→ EXCERPT PROVIDED
Training recurrent neural network (RNN) models to predict bilateral foreign exchange rates.

# Setup

In [None]:
import torch
import torch.nn as nn
import torch.optim as optim
from torch.utils.data import DataLoader, TensorDataset
import optuna

import matplotlib.pyplot as plt

import numpy as np
import pandas as pd
import copy
import json
import os

from sklearn.preprocessing import StandardScaler
from sklearn.model_selection import train_test_split

In [None]:
'''Hyperparameters'''
lookback = 365 * 2
learning_rate = 0.001
batch_size = 512
num_lstm_layers = 3
num_lstm_units = 100
dropout_rate = 0.2
loss_func = nn.MSELoss()
weight_decay = 0.0
num_epochs = 50
percent_training_data = 0.9
scale = True

# options: 'lstm', 'gru'
model_architecture = 'lstm'

# Models

In [None]:
class LSTM(nn.Module):
    def __init__(self, input_num_cols, hidden_size, num_layers=1, device='cpu'):
        super(LSTM, self).__init__()
        self.hidden_size = hidden_size
        self.num_layers = num_layers
        # add lstm layers
        self.lstm = nn.LSTM(
            input_num_cols,
            hidden_size,
            num_layers,
            dropout=dropout_rate,
            batch_first=True)
        # add fully-connected linear layer
        self.fc = nn.Linear(hidden_size, input_num_cols)
        self.device=device

    def forward(self, x):
      # hidden state
      h0 = torch.zeros(self.num_layers, x.shape[0], self.hidden_size).to(self.device)
      #initial cell state
      c0 = torch.zeros(self.num_layers, x.shape[0], self.hidden_size).to(self.device)
      out, _ = self.lstm(x, (h0, c0))

      # filter out everything except the last timestep’s output
      out = self.fc(out[:, -1, :])
      return out

class GRU(nn.Module):
    def __init__(self, input_num_cols, hidden_size, num_layers=1, device='cpu'):
        super(GRU, self).__init__()
        self.hidden_size = hidden_size
        self.num_layers = num_layers
        # add gru layers
        self.gru = nn.GRU(
            input_num_cols,
            hidden_size,
            num_layers,
            dropout=0.2,
            batch_first=True)
        # add fully-connected linear layer
        self.fc = nn.Linear(hidden_size, input_num_cols)

        self.device=device

    def forward(self, x):
      # hidden state
      h0 = torch.zeros(self.num_layers, x.shape[0], self.hidden_size).to(self.device)
      out, _ = self.gru(x, h0)

      # filter out everything except the last timestep’s output
      out = self.fc(out[:, -1, :])
      return out

# Shared Helper Functions

In [None]:
'''Helper Functions'''
def add_multiindex(forex_df):
    mi_df = forex_df.set_index(['slug', 'date'])

    new_index = pd.MultiIndex.from_product([mi_df.index.levels[0], mi_df.index.levels[1]], names=['slug', 'date'])
    mi_df = mi_df.reindex(new_index, fill_value=None).bfill()
    mi_df = mi_df.sort_index()

    return mi_df

def convert_to_np(mi_df, num_cols, num_dates):
    df = mi_df.reset_index().set_index(['slug', 'date']).unstack(level='date')
    data_np = df.to_numpy()

→ DIRECTIVE
Check each statement against the forex RNN training code above, answering yes or no and quoting the exact words of the code that settle it. (a) The GRU class sets its dropout from the dropout_rate hyperparameter. (b) The LSTM forward pass initializes a cell state as well as a hidden state. (c) The model architecture is set to GRU.

→ PROVIDED MATERIAL
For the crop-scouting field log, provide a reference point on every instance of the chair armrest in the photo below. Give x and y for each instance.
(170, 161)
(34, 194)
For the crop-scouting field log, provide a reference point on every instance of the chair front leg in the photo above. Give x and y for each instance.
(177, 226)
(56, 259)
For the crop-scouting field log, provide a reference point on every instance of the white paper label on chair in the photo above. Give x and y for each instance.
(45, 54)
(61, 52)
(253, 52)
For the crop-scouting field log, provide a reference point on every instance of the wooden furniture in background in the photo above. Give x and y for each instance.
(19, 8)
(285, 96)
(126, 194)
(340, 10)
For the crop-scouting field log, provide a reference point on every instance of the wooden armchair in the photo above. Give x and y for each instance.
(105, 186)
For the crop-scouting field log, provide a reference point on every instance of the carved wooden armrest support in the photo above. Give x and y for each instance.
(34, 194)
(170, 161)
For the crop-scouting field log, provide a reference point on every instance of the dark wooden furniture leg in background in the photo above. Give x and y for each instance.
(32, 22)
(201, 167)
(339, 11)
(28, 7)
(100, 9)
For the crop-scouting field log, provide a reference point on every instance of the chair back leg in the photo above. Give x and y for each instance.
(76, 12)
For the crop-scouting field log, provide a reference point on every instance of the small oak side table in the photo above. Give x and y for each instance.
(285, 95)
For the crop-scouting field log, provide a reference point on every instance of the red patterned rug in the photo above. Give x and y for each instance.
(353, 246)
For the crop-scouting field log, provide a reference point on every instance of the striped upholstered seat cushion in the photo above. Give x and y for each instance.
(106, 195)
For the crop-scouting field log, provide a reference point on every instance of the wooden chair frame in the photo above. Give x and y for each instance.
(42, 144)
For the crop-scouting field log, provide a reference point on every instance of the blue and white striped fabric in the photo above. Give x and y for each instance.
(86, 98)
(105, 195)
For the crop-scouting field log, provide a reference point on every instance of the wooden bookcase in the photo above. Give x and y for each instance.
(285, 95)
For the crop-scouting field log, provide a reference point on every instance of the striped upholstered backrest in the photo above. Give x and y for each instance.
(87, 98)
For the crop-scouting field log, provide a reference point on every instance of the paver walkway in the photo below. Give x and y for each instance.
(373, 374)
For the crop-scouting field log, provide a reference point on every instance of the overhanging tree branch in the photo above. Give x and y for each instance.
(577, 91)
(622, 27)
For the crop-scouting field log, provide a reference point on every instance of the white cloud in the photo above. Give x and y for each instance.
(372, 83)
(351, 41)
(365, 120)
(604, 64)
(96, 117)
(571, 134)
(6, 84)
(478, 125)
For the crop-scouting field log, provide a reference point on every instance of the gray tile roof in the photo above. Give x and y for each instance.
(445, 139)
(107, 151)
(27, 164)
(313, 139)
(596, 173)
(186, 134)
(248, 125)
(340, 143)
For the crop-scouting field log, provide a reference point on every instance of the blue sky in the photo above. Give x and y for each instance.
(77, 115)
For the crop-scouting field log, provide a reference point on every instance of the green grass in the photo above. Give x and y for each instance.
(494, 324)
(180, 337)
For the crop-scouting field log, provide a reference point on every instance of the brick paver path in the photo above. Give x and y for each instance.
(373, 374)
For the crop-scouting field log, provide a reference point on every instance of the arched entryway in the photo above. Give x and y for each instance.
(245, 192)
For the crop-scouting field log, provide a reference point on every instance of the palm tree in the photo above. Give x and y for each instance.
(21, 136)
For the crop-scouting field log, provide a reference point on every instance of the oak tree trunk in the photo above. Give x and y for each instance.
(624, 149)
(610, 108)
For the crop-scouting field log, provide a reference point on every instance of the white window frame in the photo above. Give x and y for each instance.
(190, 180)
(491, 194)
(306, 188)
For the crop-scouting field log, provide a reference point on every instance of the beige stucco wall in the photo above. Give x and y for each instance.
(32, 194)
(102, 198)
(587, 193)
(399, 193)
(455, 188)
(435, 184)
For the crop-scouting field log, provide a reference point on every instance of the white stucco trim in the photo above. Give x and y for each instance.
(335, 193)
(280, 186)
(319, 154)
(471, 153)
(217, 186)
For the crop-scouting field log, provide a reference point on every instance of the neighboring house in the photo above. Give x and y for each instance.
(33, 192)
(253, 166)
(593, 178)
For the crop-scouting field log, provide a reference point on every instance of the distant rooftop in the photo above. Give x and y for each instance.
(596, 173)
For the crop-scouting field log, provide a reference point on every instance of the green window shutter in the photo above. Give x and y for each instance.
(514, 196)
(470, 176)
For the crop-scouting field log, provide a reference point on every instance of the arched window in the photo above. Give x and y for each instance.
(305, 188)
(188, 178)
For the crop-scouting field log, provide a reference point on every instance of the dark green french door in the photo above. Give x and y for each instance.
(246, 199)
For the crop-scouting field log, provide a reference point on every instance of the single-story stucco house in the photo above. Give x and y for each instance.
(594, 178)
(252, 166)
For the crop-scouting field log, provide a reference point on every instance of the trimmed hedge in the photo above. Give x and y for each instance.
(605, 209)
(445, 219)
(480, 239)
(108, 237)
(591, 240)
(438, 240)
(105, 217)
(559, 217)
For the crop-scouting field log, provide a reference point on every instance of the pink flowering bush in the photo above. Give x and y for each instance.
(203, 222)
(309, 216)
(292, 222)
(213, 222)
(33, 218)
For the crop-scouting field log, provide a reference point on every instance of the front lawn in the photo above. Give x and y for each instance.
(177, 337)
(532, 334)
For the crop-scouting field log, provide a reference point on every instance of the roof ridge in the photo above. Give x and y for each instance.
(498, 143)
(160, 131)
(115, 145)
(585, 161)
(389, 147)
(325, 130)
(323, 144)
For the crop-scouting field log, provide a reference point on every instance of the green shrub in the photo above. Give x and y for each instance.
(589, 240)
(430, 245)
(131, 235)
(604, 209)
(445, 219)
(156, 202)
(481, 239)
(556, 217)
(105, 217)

→ RESPONSE
(a) No: "dropout=0.2,"
(b) Yes: "c0 = torch.zeros(self.num_layers, x.shape[0], self.hidden_size).to(self.device)"
(c) No: "model_architecture = 'lstm'"